● Source
· · · · · · ·
• If you are still using CentOS 7.9, it's time to convert to Alma 8 with the free centos2alma tool by Plesk or Plesk Migrator. Please let us know your experiences or concerns in this thread:
    CentOS2Alma discussion

Issue FTP(S) Backups slow as molasses

carlheinz

New Pleskian
Server operating system version
Debian 10.12 x86_64
Plesk version and microupdate number
Plesk Obsidian 18.0.43.1
Hi!

Currently I have an issue on only one instance of my Plesk infrastructure.

I've even gone to the extremes of rebuilding the whole setup, Plesk + FTP servers.
Same issues after rebuilds.

Backups to a remote FTP(S) store takes forever to complete.
A full server backup of 61.9 GB takes 12 hours.
Full or Multi volumes produce the same results.

Server Information:
plesk -v
Product version: Plesk Obsidian 18.0.43.1
OS version: Debian 10.12 x86_64
Build date: 2022/04/14 18:00
Revision: 1a6b26fb2fd0ac923f3ca10bdfd13b721cb5c676

Memory Usage (with backup/transfer):
free -m
total used free shared buff/cache available
Mem: 8192 1079 6575 107 536 7112
Swap: 0 0 0

CPUs + Load:
cat /proc/cpuinfo | grep processor | wc -l
8

09:56:03 up 1 day, 10 min, 3 users, load average: 3.04, 4.85, 5.06

Configs:
Firewalls disabled on remote FTP/SFTP and Plesk instance.
· · · · · · ·
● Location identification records

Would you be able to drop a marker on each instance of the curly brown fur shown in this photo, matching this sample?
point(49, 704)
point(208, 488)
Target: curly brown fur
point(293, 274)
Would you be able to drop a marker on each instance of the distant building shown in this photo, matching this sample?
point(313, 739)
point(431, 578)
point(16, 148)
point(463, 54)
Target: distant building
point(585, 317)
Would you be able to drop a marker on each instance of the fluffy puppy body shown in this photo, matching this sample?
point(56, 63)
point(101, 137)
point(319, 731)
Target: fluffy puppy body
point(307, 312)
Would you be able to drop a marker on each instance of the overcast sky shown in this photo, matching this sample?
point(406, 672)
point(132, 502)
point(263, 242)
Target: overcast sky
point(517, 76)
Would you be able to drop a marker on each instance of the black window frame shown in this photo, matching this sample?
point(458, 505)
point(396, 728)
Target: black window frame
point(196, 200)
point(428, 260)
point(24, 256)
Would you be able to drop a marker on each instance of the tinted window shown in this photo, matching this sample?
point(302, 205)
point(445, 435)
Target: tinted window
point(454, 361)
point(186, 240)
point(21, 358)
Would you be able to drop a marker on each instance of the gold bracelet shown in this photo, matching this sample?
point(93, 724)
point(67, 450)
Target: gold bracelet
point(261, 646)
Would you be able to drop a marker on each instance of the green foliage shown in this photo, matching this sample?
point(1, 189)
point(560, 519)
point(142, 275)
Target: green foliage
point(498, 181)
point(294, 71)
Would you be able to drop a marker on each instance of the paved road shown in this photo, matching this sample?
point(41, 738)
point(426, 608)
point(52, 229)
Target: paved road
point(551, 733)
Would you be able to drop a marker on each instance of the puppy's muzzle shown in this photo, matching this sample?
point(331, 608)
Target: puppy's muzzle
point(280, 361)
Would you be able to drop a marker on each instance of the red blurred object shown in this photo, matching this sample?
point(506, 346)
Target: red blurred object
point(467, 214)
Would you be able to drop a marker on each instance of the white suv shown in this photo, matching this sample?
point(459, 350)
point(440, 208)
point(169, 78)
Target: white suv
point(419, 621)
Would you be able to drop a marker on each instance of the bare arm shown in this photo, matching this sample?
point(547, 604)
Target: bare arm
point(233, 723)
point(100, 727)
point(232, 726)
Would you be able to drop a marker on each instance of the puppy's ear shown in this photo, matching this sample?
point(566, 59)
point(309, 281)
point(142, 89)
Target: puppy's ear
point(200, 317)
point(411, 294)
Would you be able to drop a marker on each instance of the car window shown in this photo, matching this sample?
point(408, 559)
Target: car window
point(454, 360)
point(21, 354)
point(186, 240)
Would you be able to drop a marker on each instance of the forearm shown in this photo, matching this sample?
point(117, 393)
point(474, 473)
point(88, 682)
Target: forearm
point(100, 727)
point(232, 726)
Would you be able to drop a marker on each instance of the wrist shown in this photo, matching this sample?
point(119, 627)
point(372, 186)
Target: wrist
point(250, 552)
· · · · · · ·
● Exercises to complete
**a)** Translate this sentence from the forum thread into French: "A full server backup of 61.9 GB takes 12 hours."
**b)** In the records, rename "curly brown fur" to "wavy brown fur" from the start of the records up to and including the line with "point(293, 274)", changing nothing else, and give only those lines.
The forum thread and the records have no connection to each other.

● Final answers
**a)** Une sauvegarde complète du serveur de 61,9 Go prend 12 heures.

**b)**
Would you be able to drop a marker on each instance of the wavy brown fur shown in this photo, matching this sample?
point(49, 704)
point(208, 488)
Target: wavy brown fur
point(293, 274)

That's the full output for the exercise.